[Entries from a dataset]
>>>

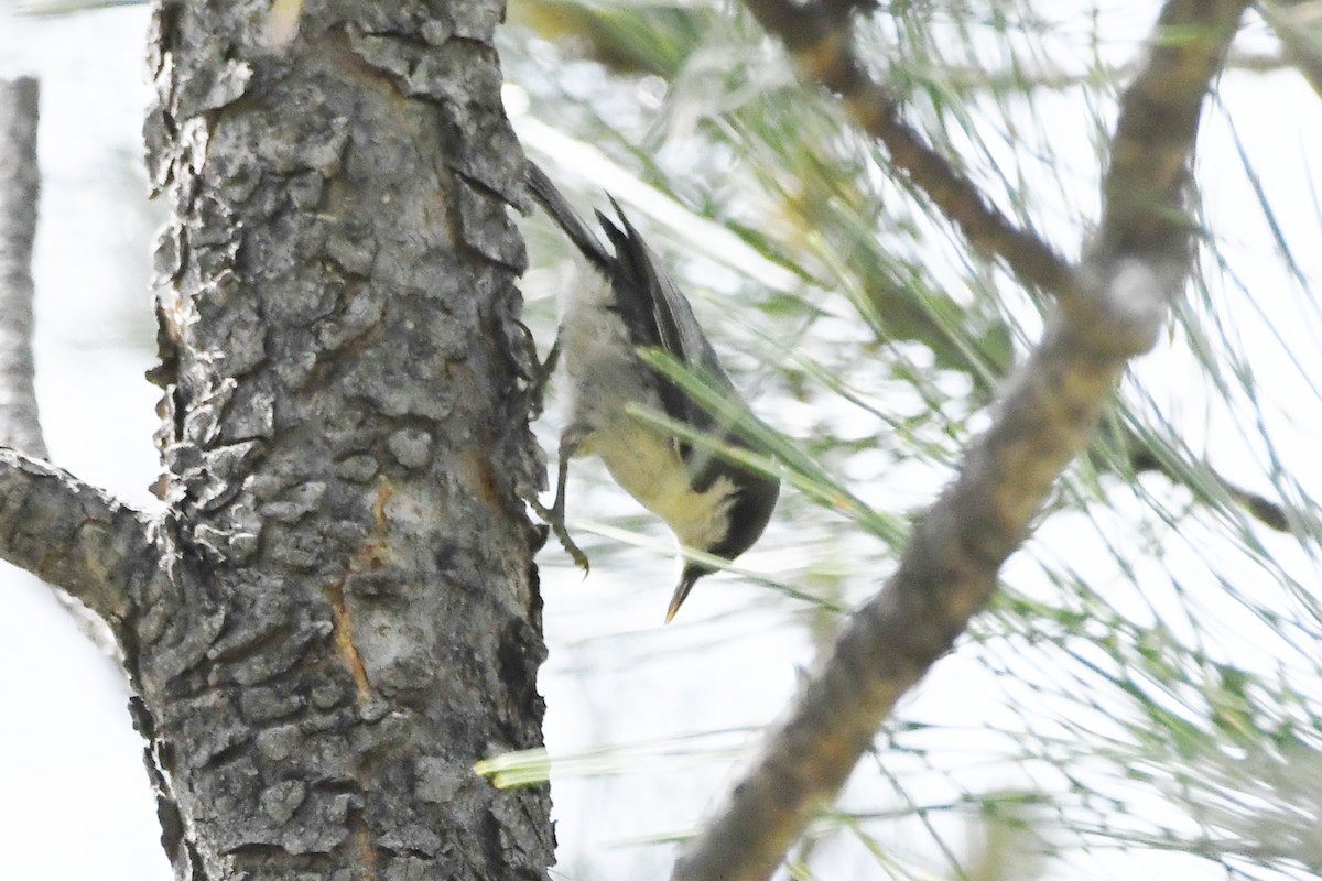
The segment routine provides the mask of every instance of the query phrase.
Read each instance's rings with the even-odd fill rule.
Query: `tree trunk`
[[[501,16],[155,12],[168,512],[116,623],[180,877],[547,877],[547,791],[472,771],[543,709]]]

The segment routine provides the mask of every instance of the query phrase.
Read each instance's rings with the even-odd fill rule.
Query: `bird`
[[[613,198],[615,219],[596,211],[611,246],[607,250],[537,164],[527,164],[525,178],[534,201],[582,256],[575,283],[559,297],[559,330],[545,367],[554,370],[563,359],[568,380],[568,420],[561,433],[555,501],[549,509],[535,503],[535,510],[586,569],[587,557],[564,527],[564,482],[571,458],[595,454],[620,487],[665,520],[681,547],[734,560],[767,528],[780,479],[639,419],[639,408],[661,413],[724,445],[751,449],[728,425],[644,362],[639,350],[666,353],[738,396],[734,382],[689,301]],[[717,568],[683,560],[666,623],[698,579]]]

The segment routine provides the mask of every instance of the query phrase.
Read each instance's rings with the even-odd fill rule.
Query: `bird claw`
[[[587,555],[583,553],[583,549],[579,548],[574,539],[570,538],[570,531],[564,526],[564,511],[562,510],[562,506],[557,503],[551,507],[546,507],[537,499],[531,499],[530,505],[533,506],[533,510],[537,511],[537,515],[542,518],[549,527],[551,527],[551,532],[555,534],[561,547],[563,547],[564,552],[570,555],[571,560],[574,560],[574,565],[583,569],[583,577],[586,579],[592,567]]]

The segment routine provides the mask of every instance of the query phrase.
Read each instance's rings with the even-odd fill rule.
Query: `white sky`
[[[36,73],[42,79],[37,359],[52,457],[130,502],[148,505],[145,487],[157,472],[151,442],[157,395],[143,379],[152,358],[144,284],[149,246],[126,230],[126,217],[136,218],[140,211],[136,205],[126,206],[126,199],[136,197],[122,170],[124,155],[140,153],[140,119],[148,100],[141,81],[145,9],[26,20],[12,17],[7,0],[0,3],[0,74]],[[1297,256],[1313,279],[1322,277],[1322,248],[1315,246],[1319,215],[1313,182],[1305,182],[1301,172],[1322,144],[1322,102],[1290,74],[1235,79],[1223,94],[1240,136],[1256,156],[1266,157],[1259,170],[1272,202],[1293,229],[1311,232],[1310,242],[1296,243]],[[1273,100],[1263,100],[1264,94]],[[1233,218],[1236,211],[1245,218],[1241,236],[1231,234],[1231,244],[1265,258],[1251,260],[1263,267],[1253,291],[1264,301],[1278,300],[1272,308],[1289,314],[1277,324],[1289,335],[1289,346],[1259,345],[1263,329],[1251,328],[1251,317],[1232,320],[1244,325],[1259,374],[1280,378],[1266,387],[1268,419],[1280,425],[1273,436],[1296,477],[1319,493],[1322,465],[1309,453],[1322,433],[1322,411],[1305,383],[1322,371],[1317,363],[1303,370],[1280,363],[1286,349],[1313,355],[1322,350],[1317,305],[1292,302],[1294,288],[1273,275],[1277,262],[1270,259],[1260,221],[1253,219],[1260,215],[1241,207],[1251,193],[1233,172],[1237,160],[1228,140],[1208,140],[1200,162],[1219,170],[1218,185],[1206,190],[1210,210],[1220,218]],[[126,272],[132,283],[124,281]],[[124,317],[126,297],[139,301],[140,320]],[[1196,374],[1186,361],[1157,354],[1140,371],[1155,394],[1165,395],[1163,408],[1187,420],[1195,449],[1206,446],[1227,476],[1265,489],[1261,465],[1233,431],[1232,413],[1195,391]],[[1301,409],[1300,402],[1306,407]],[[1290,549],[1282,544],[1281,553]],[[792,604],[767,601],[764,612],[735,618],[732,613],[748,608],[746,590],[752,588],[730,582],[714,580],[703,604],[686,608],[687,621],[658,629],[670,564],[665,555],[637,559],[653,571],[660,568],[665,584],[623,589],[623,579],[612,579],[609,568],[602,567],[580,584],[575,573],[558,568],[558,557],[543,555],[547,633],[557,646],[542,683],[553,749],[656,740],[769,719],[793,686],[795,664],[808,660],[809,647],[798,629],[784,626],[783,613]],[[750,556],[748,565],[758,568],[761,560],[771,568],[767,561],[773,559],[775,551],[767,549],[763,557]],[[1317,585],[1310,561],[1296,555],[1290,565]],[[7,708],[0,726],[0,793],[5,795],[0,799],[0,877],[165,881],[169,870],[156,840],[141,741],[128,725],[127,692],[118,672],[77,631],[46,588],[4,569],[0,670],[11,672],[0,678],[0,705]],[[624,577],[637,572],[623,571]],[[628,663],[612,660],[621,655]],[[977,692],[986,674],[968,659],[953,658],[943,662],[939,675],[919,700],[927,700],[933,717],[951,715],[966,722],[976,699],[953,707],[925,696],[952,683],[962,683],[966,695]],[[658,712],[674,708],[676,691],[682,695],[685,719],[658,719]],[[657,695],[670,696],[658,703]],[[682,827],[703,803],[703,793],[711,791],[710,771],[711,766],[697,766],[689,774],[645,783],[636,775],[591,786],[558,782],[558,835],[567,857],[562,869],[578,872],[586,864],[574,855],[604,841]],[[646,822],[640,824],[639,811],[603,812],[603,803],[615,803],[604,802],[611,798],[620,804],[645,800]],[[595,851],[591,865],[598,874],[574,877],[656,874],[666,853],[665,848],[644,851],[644,856],[629,849]],[[1147,864],[1146,870],[1154,866]]]

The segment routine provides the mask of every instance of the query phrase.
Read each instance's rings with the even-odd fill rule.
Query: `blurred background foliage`
[[[1099,214],[1116,98],[1155,4],[861,8],[861,54],[907,119],[999,210],[1077,258]],[[549,680],[574,668],[600,682],[578,664],[609,664],[652,682],[644,668],[670,664],[673,687],[649,691],[646,715],[676,734],[553,726],[550,761],[502,759],[509,782],[550,774],[558,804],[629,818],[566,818],[564,877],[617,877],[617,865],[650,877],[669,851],[621,851],[682,836],[742,734],[767,720],[744,707],[719,713],[739,724],[710,728],[694,695],[765,675],[767,656],[805,663],[839,609],[878,589],[1050,306],[972,254],[738,5],[516,0],[509,24],[500,46],[525,149],[580,206],[603,206],[603,189],[621,201],[672,260],[754,409],[795,450],[784,468],[812,485],[787,494],[740,560],[756,573],[748,584],[772,592],[718,602],[713,581],[665,639],[640,642],[644,625],[621,614],[553,647]],[[1264,104],[1277,114],[1270,136],[1241,122]],[[990,612],[878,736],[787,877],[1322,870],[1322,473],[1309,456],[1322,425],[1311,379],[1322,213],[1309,133],[1319,133],[1317,96],[1251,17],[1207,111],[1191,193],[1198,272],[1167,338],[1126,378]],[[554,232],[535,217],[526,226],[530,324],[549,341],[554,291],[572,276]],[[546,431],[550,448],[554,417]],[[662,532],[627,505],[615,528],[600,523],[613,505],[600,481],[592,466],[571,479],[571,523],[607,534],[584,546],[588,581],[648,571],[660,619],[656,544],[650,563],[633,563],[616,528]],[[561,559],[542,555],[553,568]],[[582,590],[576,576],[554,584],[553,641],[559,590]],[[715,659],[703,682],[680,686],[703,668],[699,652]],[[777,686],[788,693],[792,682]],[[668,826],[657,799],[689,808]],[[605,831],[619,826],[631,832]]]
[[[1001,211],[1077,258],[1157,4],[855,5],[861,54],[906,119]],[[1315,7],[1268,1],[1247,20],[1204,115],[1198,267],[1167,338],[1126,376],[990,610],[878,734],[781,877],[1322,877],[1322,112],[1292,66],[1318,82]],[[44,52],[70,46],[91,91],[110,55],[87,49],[110,33],[93,20],[141,13],[50,20]],[[736,573],[701,584],[669,627],[669,535],[595,462],[576,465],[568,497],[591,576],[554,544],[541,555],[547,752],[488,770],[504,785],[550,777],[555,877],[664,877],[797,667],[894,569],[1050,305],[970,252],[738,4],[513,0],[508,24],[506,106],[526,152],[580,207],[612,193],[665,255],[796,486]],[[58,83],[45,94],[44,120],[73,103]],[[86,147],[81,132],[44,129],[44,151]],[[86,181],[66,203],[59,188],[48,178],[48,222],[86,209]],[[130,195],[115,213],[100,235],[123,272],[38,275],[45,333],[75,317],[52,287],[143,289],[159,218]],[[572,275],[541,218],[524,229],[527,321],[545,350]],[[46,235],[48,265],[85,263]],[[119,334],[145,362],[148,300],[134,302]],[[128,477],[79,466],[82,448],[104,458],[107,444],[61,429],[61,412],[90,405],[77,384],[42,400],[57,461],[144,497],[149,464]],[[155,396],[136,394],[148,412]],[[554,388],[551,400],[547,450]],[[149,428],[137,433],[149,450]],[[147,844],[156,835],[144,827]]]

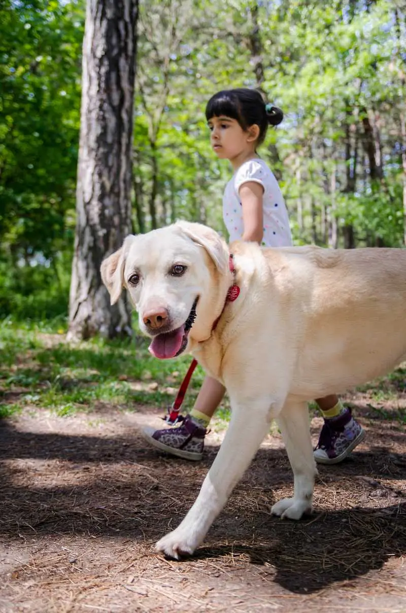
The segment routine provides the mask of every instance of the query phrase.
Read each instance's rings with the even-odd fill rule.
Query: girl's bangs
[[[238,109],[236,103],[226,94],[220,94],[214,96],[209,101],[206,107],[206,119],[209,121],[212,117],[220,117],[225,115],[231,119],[239,121]]]

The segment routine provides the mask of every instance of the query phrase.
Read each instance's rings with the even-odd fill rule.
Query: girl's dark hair
[[[268,126],[277,126],[283,119],[280,109],[266,104],[257,89],[244,88],[223,89],[212,96],[206,107],[206,119],[221,115],[235,119],[243,130],[256,124],[259,128],[257,145],[263,142]]]

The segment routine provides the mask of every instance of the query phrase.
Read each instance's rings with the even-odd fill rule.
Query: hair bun
[[[278,126],[283,119],[283,113],[278,107],[268,102],[265,105],[265,112],[268,118],[268,123],[270,126]]]

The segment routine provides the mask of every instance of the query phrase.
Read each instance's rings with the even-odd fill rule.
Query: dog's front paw
[[[200,543],[196,538],[191,538],[185,530],[179,527],[163,536],[156,543],[155,549],[161,551],[170,558],[180,560],[181,558],[192,555],[199,545]]]
[[[312,503],[294,498],[282,498],[274,504],[270,512],[282,519],[300,519],[305,513],[312,512]]]

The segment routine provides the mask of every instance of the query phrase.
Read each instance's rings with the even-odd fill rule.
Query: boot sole
[[[203,457],[203,454],[196,454],[193,451],[186,451],[184,449],[177,449],[174,447],[169,447],[169,445],[166,445],[164,443],[157,441],[156,439],[150,436],[143,430],[140,430],[140,434],[144,441],[148,443],[152,447],[155,447],[155,449],[159,449],[161,451],[164,451],[170,455],[176,455],[177,457],[182,458],[183,460],[191,460],[193,462],[198,462]]]
[[[350,443],[345,451],[343,451],[340,455],[337,455],[336,458],[320,458],[315,455],[315,460],[318,464],[338,464],[347,457],[351,451],[355,449],[358,445],[365,438],[365,430],[361,428],[361,431],[351,443]]]

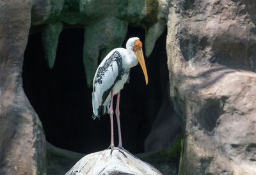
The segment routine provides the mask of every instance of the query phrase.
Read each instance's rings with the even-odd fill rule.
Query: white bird
[[[130,68],[140,63],[143,72],[146,84],[148,84],[148,75],[145,64],[142,43],[138,37],[131,38],[126,43],[126,49],[117,48],[112,50],[103,59],[94,75],[92,93],[92,106],[95,119],[102,115],[109,114],[111,139],[109,148],[124,149],[122,144],[121,127],[120,122],[119,101],[120,90],[128,80]],[[119,144],[114,146],[114,129],[113,97],[117,94],[115,114],[118,129]]]

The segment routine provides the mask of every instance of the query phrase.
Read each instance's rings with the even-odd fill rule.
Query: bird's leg
[[[120,102],[120,91],[117,94],[117,99],[116,99],[116,117],[117,120],[117,126],[118,128],[118,140],[119,144],[117,146],[119,148],[123,148],[123,145],[122,144],[122,136],[121,136],[121,126],[120,121],[120,111],[119,111],[119,102]]]
[[[110,123],[111,123],[111,141],[110,146],[109,146],[109,148],[110,148],[111,149],[111,151],[110,152],[111,155],[112,154],[112,152],[113,152],[113,151],[114,149],[118,149],[118,150],[119,150],[119,151],[121,152],[121,153],[122,153],[124,155],[124,156],[127,157],[123,151],[122,151],[120,150],[120,148],[122,148],[122,141],[121,141],[121,135],[120,135],[121,134],[121,131],[120,130],[119,114],[118,114],[118,134],[120,133],[120,135],[119,135],[119,144],[118,144],[118,147],[115,147],[114,146],[114,125],[113,125],[113,116],[114,114],[114,110],[113,110],[113,90],[112,90],[111,91],[111,101],[110,101],[110,108],[109,108]],[[120,92],[118,93],[118,102],[117,102],[117,103],[118,104],[118,112],[119,112],[119,96],[120,96]],[[121,141],[121,142],[120,142],[120,141]],[[120,142],[121,142],[121,146],[120,146]]]
[[[113,110],[113,89],[111,93],[111,101],[110,101],[110,108],[109,108],[109,116],[110,116],[110,123],[111,127],[111,141],[110,142],[110,148],[111,150],[114,148],[114,123],[113,119],[113,116],[114,114],[114,110]]]

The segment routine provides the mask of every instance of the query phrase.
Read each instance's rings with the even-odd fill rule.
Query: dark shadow
[[[123,45],[131,36],[138,36],[144,43],[144,36],[143,29],[129,27]],[[31,34],[25,52],[22,79],[25,93],[42,122],[47,141],[61,148],[90,153],[108,148],[110,123],[108,116],[100,120],[92,118],[92,89],[86,86],[83,45],[83,29],[63,30],[56,62],[51,70],[44,58],[40,33]],[[132,153],[143,152],[145,139],[162,101],[160,63],[157,58],[152,57],[145,61],[148,85],[145,85],[140,66],[136,66],[131,70],[130,83],[121,92],[123,145]],[[117,145],[117,128],[115,130]]]

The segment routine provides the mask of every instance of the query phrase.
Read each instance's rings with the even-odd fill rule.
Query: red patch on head
[[[142,48],[142,43],[140,40],[136,40],[134,42],[134,46],[133,47],[133,50],[135,52],[138,49]]]

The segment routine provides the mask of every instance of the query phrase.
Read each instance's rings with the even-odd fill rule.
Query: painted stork
[[[146,84],[148,84],[148,74],[142,52],[142,43],[138,37],[131,38],[126,43],[126,49],[117,48],[112,50],[103,59],[97,69],[93,79],[92,106],[95,119],[102,115],[109,114],[111,123],[111,142],[109,148],[111,153],[115,149],[123,149],[120,122],[119,102],[120,91],[127,81],[130,68],[140,63],[143,72]],[[113,97],[117,94],[115,114],[118,130],[119,144],[114,146],[114,129]]]

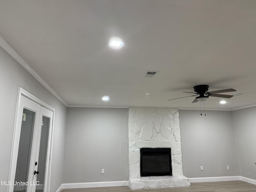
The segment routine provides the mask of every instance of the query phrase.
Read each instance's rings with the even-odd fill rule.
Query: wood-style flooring
[[[62,189],[61,192],[256,192],[256,185],[242,181],[191,183],[188,187],[131,190],[128,186]]]

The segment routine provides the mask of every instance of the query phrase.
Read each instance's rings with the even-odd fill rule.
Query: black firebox
[[[170,148],[141,148],[140,176],[172,175]]]

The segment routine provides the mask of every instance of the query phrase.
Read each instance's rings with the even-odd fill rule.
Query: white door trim
[[[51,133],[49,133],[49,140],[50,141],[50,145],[49,146],[48,149],[47,150],[47,153],[49,154],[50,157],[49,161],[48,166],[48,173],[47,174],[48,179],[47,181],[46,181],[46,183],[47,184],[47,187],[46,192],[50,191],[50,175],[51,175],[51,165],[52,165],[52,140],[53,140],[53,134],[54,132],[54,119],[55,115],[55,109],[49,105],[48,104],[42,101],[39,99],[38,98],[34,96],[30,93],[29,93],[23,88],[19,87],[18,91],[18,94],[17,96],[17,105],[16,106],[16,111],[15,113],[15,119],[14,122],[14,127],[13,132],[13,136],[12,138],[12,151],[11,153],[11,158],[10,166],[9,170],[9,176],[8,176],[8,181],[11,181],[12,184],[14,180],[15,172],[16,171],[16,164],[17,163],[17,154],[18,154],[18,146],[20,140],[20,122],[19,122],[19,120],[18,120],[17,117],[19,115],[19,111],[20,109],[20,98],[21,96],[23,95],[25,97],[30,99],[32,101],[39,104],[40,105],[49,109],[49,110],[53,112],[53,116],[52,118],[52,121],[51,122],[52,123],[52,132]],[[48,150],[49,150],[48,152]],[[7,191],[9,192],[13,192],[13,186],[12,186],[12,185],[9,185],[8,186]]]

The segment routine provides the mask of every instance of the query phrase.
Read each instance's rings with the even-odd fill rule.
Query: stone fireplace
[[[129,187],[132,189],[190,186],[183,175],[178,109],[131,107],[129,110]],[[140,149],[171,149],[172,175],[141,176]]]

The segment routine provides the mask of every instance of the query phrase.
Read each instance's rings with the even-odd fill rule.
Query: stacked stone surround
[[[179,112],[172,108],[129,110],[129,186],[132,189],[190,186],[183,176]],[[140,177],[142,148],[170,148],[172,176]]]

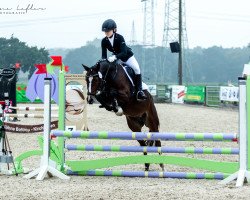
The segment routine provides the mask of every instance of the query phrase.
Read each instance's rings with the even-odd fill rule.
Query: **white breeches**
[[[126,65],[131,67],[135,71],[135,74],[141,74],[139,64],[134,56],[131,56],[126,62],[122,62],[122,63],[125,63]]]

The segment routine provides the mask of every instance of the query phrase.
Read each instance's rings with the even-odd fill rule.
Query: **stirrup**
[[[136,99],[137,99],[137,101],[145,101],[145,100],[147,100],[147,96],[145,95],[145,93],[142,90],[140,90],[136,94]]]

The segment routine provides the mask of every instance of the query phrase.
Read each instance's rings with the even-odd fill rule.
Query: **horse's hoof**
[[[118,111],[115,113],[117,116],[122,116],[123,115],[123,110],[121,107],[118,107]]]

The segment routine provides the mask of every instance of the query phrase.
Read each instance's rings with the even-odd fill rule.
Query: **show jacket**
[[[107,58],[107,49],[116,55],[117,59],[121,59],[126,62],[131,56],[133,56],[132,50],[126,45],[122,35],[114,33],[114,44],[113,47],[108,39],[105,37],[102,39],[102,58]]]

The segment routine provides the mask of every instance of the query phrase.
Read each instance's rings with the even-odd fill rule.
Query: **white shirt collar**
[[[114,38],[115,38],[115,34],[113,34],[113,36],[109,39],[110,44],[113,46],[114,45]]]

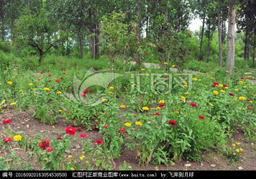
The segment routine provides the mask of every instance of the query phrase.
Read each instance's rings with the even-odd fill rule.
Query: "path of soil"
[[[33,119],[31,113],[25,113],[22,111],[15,111],[13,109],[6,109],[4,114],[0,114],[0,121],[3,119],[11,118],[12,122],[10,124],[11,128],[15,131],[24,131],[23,135],[28,137],[32,138],[36,133],[40,133],[45,135],[48,139],[58,136],[58,134],[63,132],[65,129],[69,125],[69,124],[63,121],[63,119],[59,119],[58,122],[54,125],[48,124],[41,123],[39,120]],[[3,130],[4,126],[0,124],[1,138],[3,139]],[[91,139],[93,141],[97,139],[101,139],[101,135],[98,133],[98,131],[86,131],[84,130],[79,132],[77,136],[80,133],[86,133],[88,134],[88,138]],[[70,154],[76,155],[77,153],[81,153],[81,148],[82,146],[78,146],[78,142],[81,140],[77,138],[76,143],[73,144],[70,151]],[[121,156],[115,160],[116,164],[116,169],[118,170],[119,166],[122,166],[123,161],[125,161],[131,166],[133,170],[239,170],[239,167],[242,167],[243,170],[256,170],[256,147],[255,145],[252,145],[251,142],[245,142],[243,140],[243,136],[241,132],[234,133],[233,141],[239,141],[242,143],[241,147],[244,148],[245,154],[242,159],[234,164],[231,165],[229,161],[223,156],[218,154],[217,152],[212,151],[210,152],[205,152],[203,154],[203,160],[201,162],[193,162],[188,161],[181,161],[176,164],[174,166],[166,167],[164,165],[158,166],[157,167],[152,164],[149,164],[147,167],[143,168],[138,165],[135,160],[135,153],[125,149]],[[229,140],[231,141],[231,139]],[[229,142],[230,143],[230,142]],[[28,159],[24,150],[19,148],[13,148],[15,150],[17,155],[19,157],[22,161],[26,161]],[[67,153],[66,155],[70,154]],[[0,156],[3,155],[0,151]],[[67,157],[67,156],[66,156]],[[40,169],[39,164],[36,162],[36,159],[31,161],[32,166],[35,169]],[[185,167],[184,164],[191,164],[190,167]],[[211,165],[215,165],[215,166]]]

<<<

*GIVEN INSTRUCTION*
Collect every line of the listing that contains the word "white", and copy each one out in full. Case counts.

*PROBLEM SOLUTION*
Query: `white sky`
Query: white bird
Query: white door trim
Query: **white breeches**
Query: **white shirt collar**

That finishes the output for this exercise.